Stated exercise: Rescale everything from the start of the rows down to the line containing "[[[1,399],[300,398],[298,250],[147,222],[1,260]]]", both ends included, rewriting each line with its request and multiplying every polygon vertex coordinate in the answers by 0.7, rounded to whole numbers with halves going up. Return only those lines, and leave the pictures out.

Provided records:
+ + + +
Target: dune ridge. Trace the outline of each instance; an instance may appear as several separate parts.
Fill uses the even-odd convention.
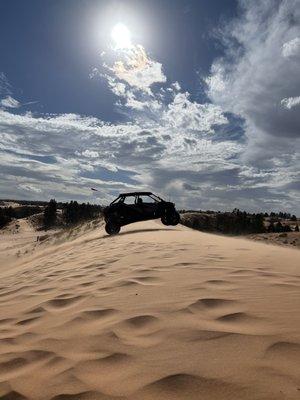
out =
[[[151,221],[5,251],[1,399],[300,398],[298,250]]]

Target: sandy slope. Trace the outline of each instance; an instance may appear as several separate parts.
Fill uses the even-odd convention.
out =
[[[1,399],[300,398],[298,250],[147,222],[1,260]]]

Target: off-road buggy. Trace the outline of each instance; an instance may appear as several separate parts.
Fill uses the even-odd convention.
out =
[[[120,194],[103,213],[109,235],[119,233],[121,226],[138,221],[160,218],[164,225],[177,225],[180,221],[175,204],[151,192]]]

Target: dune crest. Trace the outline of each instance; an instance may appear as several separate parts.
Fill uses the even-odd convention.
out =
[[[156,221],[5,251],[1,399],[299,399],[299,251]]]

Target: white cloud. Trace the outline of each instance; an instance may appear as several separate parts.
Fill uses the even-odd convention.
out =
[[[13,97],[7,96],[4,99],[0,100],[0,106],[5,108],[19,108],[21,104]]]
[[[281,104],[283,107],[290,110],[291,108],[298,106],[300,104],[300,96],[288,97],[286,99],[282,99]]]
[[[99,157],[99,153],[97,151],[93,151],[93,150],[84,150],[81,154],[87,158],[98,158]]]
[[[223,28],[225,54],[206,79],[214,104],[242,117],[248,145],[244,161],[270,164],[299,152],[299,63],[291,57],[300,36],[298,0],[241,1],[239,18]],[[284,49],[284,50],[283,50]],[[293,51],[292,51],[293,49]],[[281,100],[287,113],[279,106]],[[291,100],[293,99],[293,100]],[[272,140],[272,147],[270,147]]]
[[[296,37],[282,45],[283,57],[300,55],[300,37]]]
[[[154,83],[166,82],[162,65],[148,57],[141,45],[132,46],[118,52],[120,59],[111,67],[113,74],[130,86],[151,93]]]
[[[22,190],[28,190],[29,192],[34,192],[34,193],[41,193],[41,191],[42,191],[40,188],[30,185],[30,184],[19,185],[19,188]]]
[[[280,101],[286,107],[300,93],[296,59],[283,56],[299,37],[289,22],[299,13],[295,0],[280,4],[242,3],[206,79],[211,102],[168,82],[162,65],[134,46],[106,52],[114,61],[92,72],[107,80],[127,122],[0,109],[0,192],[20,197],[20,185],[30,185],[45,198],[87,201],[95,186],[104,203],[141,188],[179,206],[295,212],[299,112]],[[244,119],[246,138],[230,125],[232,114]]]
[[[163,120],[170,127],[207,133],[213,132],[214,125],[228,122],[219,106],[192,102],[188,93],[176,94],[164,112]]]

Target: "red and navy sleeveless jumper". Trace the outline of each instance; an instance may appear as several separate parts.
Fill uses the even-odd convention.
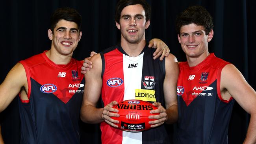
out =
[[[82,62],[56,65],[45,52],[20,62],[28,84],[28,100],[19,101],[21,144],[79,144],[84,85]]]
[[[229,64],[211,53],[194,67],[179,64],[177,144],[227,144],[234,100],[221,97],[223,68]]]

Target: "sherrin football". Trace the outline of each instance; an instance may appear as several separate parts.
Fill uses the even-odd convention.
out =
[[[156,120],[149,119],[150,115],[157,115],[159,113],[150,114],[149,112],[158,108],[150,102],[140,100],[130,100],[123,101],[114,105],[113,108],[118,109],[119,117],[111,118],[119,120],[119,123],[115,124],[122,130],[129,132],[140,132],[150,129],[148,122]]]

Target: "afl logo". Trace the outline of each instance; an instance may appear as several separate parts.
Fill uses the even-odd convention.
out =
[[[139,104],[141,102],[137,101],[137,100],[131,100],[130,101],[128,102],[128,103],[130,104],[131,105],[137,105]]]
[[[122,85],[124,81],[120,78],[111,78],[107,81],[107,85],[111,87],[119,87]]]
[[[177,87],[177,95],[181,96],[184,93],[184,88],[182,86]]]
[[[57,87],[54,84],[47,83],[41,86],[40,90],[43,93],[50,94],[57,90]]]

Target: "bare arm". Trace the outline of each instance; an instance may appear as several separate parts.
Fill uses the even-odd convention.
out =
[[[223,98],[231,96],[250,114],[249,127],[244,144],[256,143],[256,92],[247,83],[239,70],[229,64],[221,72],[221,90]]]
[[[10,70],[0,85],[0,112],[9,105],[22,87],[27,91],[27,85],[25,69],[18,63]]]
[[[102,63],[99,54],[93,56],[91,61],[95,68],[85,75],[86,82],[81,109],[81,119],[84,122],[93,124],[105,121],[111,126],[117,127],[113,123],[118,123],[119,122],[110,118],[110,116],[119,116],[119,114],[111,113],[118,112],[117,109],[112,108],[114,105],[117,104],[116,101],[111,102],[103,108],[96,107],[101,92]]]
[[[163,92],[167,109],[165,122],[169,124],[178,120],[177,82],[179,72],[177,59],[173,55],[170,55],[168,59],[165,59],[165,78],[163,82]]]
[[[149,122],[153,124],[151,127],[158,126],[165,122],[172,124],[178,120],[177,105],[177,81],[179,74],[179,67],[177,59],[174,55],[170,54],[165,58],[165,77],[163,81],[163,92],[166,110],[160,103],[154,103],[153,105],[158,108],[151,111],[150,113],[160,113],[160,114],[149,116],[150,118],[158,120]]]
[[[1,126],[0,126],[0,144],[4,144],[4,140],[3,139],[3,137],[2,137]]]
[[[156,48],[156,52],[153,54],[154,59],[161,55],[160,60],[162,61],[165,56],[167,56],[170,53],[168,46],[160,39],[153,39],[151,40],[148,42],[148,47]]]
[[[94,56],[91,61],[94,68],[85,74],[85,84],[83,102],[81,109],[81,118],[84,122],[96,124],[103,121],[103,109],[96,108],[101,92],[102,63],[99,54]]]
[[[154,59],[156,59],[160,55],[160,60],[162,61],[165,56],[167,56],[170,53],[170,49],[168,46],[160,39],[153,39],[148,42],[148,47],[156,48],[156,52],[153,54]],[[91,58],[94,55],[97,54],[94,52],[91,52],[90,57],[84,59],[84,63],[81,68],[81,73],[83,74],[86,73],[87,71],[90,71],[93,68],[92,62],[90,61]]]

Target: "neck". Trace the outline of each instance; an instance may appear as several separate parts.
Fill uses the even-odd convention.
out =
[[[136,57],[141,54],[146,45],[146,40],[144,38],[139,42],[132,44],[125,40],[124,38],[121,38],[121,46],[124,51],[130,57]]]
[[[196,66],[205,59],[210,54],[209,52],[207,51],[198,56],[190,57],[186,55],[186,57],[189,66],[189,67]]]
[[[66,65],[69,63],[72,57],[71,55],[65,55],[56,52],[54,48],[47,51],[45,54],[48,58],[57,65]]]

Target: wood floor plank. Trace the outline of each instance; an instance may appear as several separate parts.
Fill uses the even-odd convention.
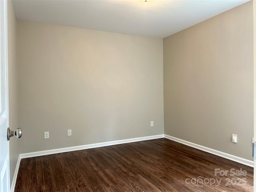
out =
[[[228,174],[216,174],[215,169]],[[231,169],[247,173],[232,176]],[[14,191],[247,192],[253,188],[253,168],[162,138],[22,159]]]

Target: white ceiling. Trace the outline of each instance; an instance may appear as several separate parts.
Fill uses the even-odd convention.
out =
[[[163,38],[249,0],[14,0],[18,19]]]

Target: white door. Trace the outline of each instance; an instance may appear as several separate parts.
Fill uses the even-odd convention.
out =
[[[10,191],[7,4],[6,0],[0,0],[0,192]]]
[[[256,0],[252,1],[253,4],[253,60],[254,60],[254,141],[256,139]],[[256,160],[254,159],[253,176],[253,191],[256,192]]]

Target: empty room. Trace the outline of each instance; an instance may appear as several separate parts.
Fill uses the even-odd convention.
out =
[[[0,192],[254,191],[255,1],[0,9]]]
+ + + +
Complete output:
Target: dune ridge. Trace the outline of each instance; an instance may appear as several separate parts.
Fill uses the even-odd convention.
out =
[[[106,155],[4,176],[1,279],[210,279],[209,175]]]

Target: sandy slope. Trace the outline of each instance; an instance may appear as several separate parts.
Fill uses the even-odd convention.
out =
[[[1,279],[210,279],[209,175],[103,155],[1,182]]]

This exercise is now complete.